Фейнман был абсолютно уверен, что нравственность никак не связана с теориями об устройстве Вселенной. Система моральных установок, в основе которой лежит вера в мстительного Бога, неотступно следящего за людьми, по умолчанию непрочна и способна развалиться в любой момент, когда сомнения начнут подрывать веру.
Он также полагал, что свобода от определенности дает людям право судить о том, что истинно, а что нет: понимая, что их правота относительна, они все равно должны действовать. Лишь приняв неопределенность как точку отсчета, люди могут начать ориентироваться в груде обрушивающихся на них ложных знаний и разобраться, действительно ли кто-то умеет читать мысли и гнуть ложки мысленным усилием, а кто-то видел летающую тарелку с инопланетянами. Наука никогда не сможет опровергнуть эти утверждения, как не сможет доказать, что Бога не существует. Она может лишь разработать эксперимент, предложить альтернативное объяснение и продолжить исследования, пока не придет к рациональному результату. «Я со многими говорил о летающих тарелках, — как-то сказал Фейнман. — И вот что вызвало у меня самое большое любопытство: люди спорят, возможно ли это. Но никто не понимает, что проблема не в том, чтобы выяснить, возможно это или нет; проблема в том, происходит ли это прямо сейчас».

(СОХРАНЁННЫЕ ДАННЫЕ):
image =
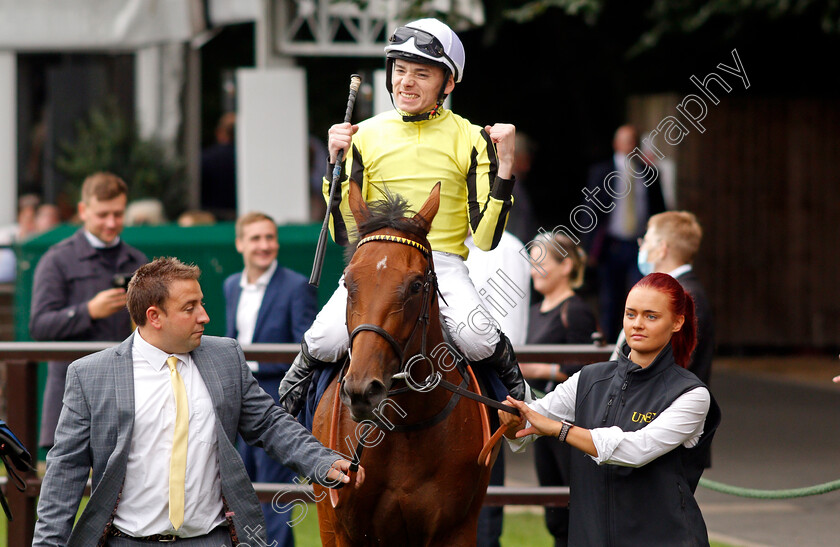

(ЗАДАНИЯ К УПРАЖНЕНИЮ):
A) Ответьте на вопросы по отрывку о взглядах Фейнмана, каждый ответ с новой строки:
(i) На какой вере основана система моральных установок, которую отрывок называет непрочной?
(ii) Что, согласно отрывку, наука не сможет доказать?
(iii) В чём, по словам Фейнмана, состоит проблема с летающими тарелками?
B) Продолжите отрывок о взглядах Фейнмана, начав сразу после его последнего предложения.

(СПИСОК ОТВЕТОВ):
A)
(i) На вере в мстительного Бога, неотступно следящего за людьми.
(ii) Что Бога не существует.
(iii) Проблема в том, происходит ли это прямо сейчас, а не в том, возможно ли это.

B)
Как узнать, действительно ли человек пережил чудесное исцеление или вращал рулетку усилием мысли? Оценить, правдивы ли астрологические прогнозы? С помощью научного метода. Найдите людей, которые ни разу не молились и все же вылечились от лейкемии. Поместите стеклянную пластину между телекинетиком и игровым столом. «Если это не чудо, — говорил Фейнман, — научный метод развеет сомнения». При этом важно учитывать совпадения и вероятности. Примечательно, что в сообщениях о летающих тарелках сами летательные аппараты описывались гораздо чаще и детальнее, чем живые существа: «очевидцы» рассказывали об «оранжевых светящихся шарах и голубых сферах, отскакивающих от пола»; о «рассеивающемся сером тумане, испаряющихся струях газа, тонких и круглых аппаратах, из которых выходили пришельцы странной формы, иногда по очертаниям напоминающие людей». Фейнман заметил, что крайне маловероятно, что инопланетяне будут похожи на людей, и странно, что слухи о них начали распространяться в тот самый момент, когда стало известно о возможности полетов в космос.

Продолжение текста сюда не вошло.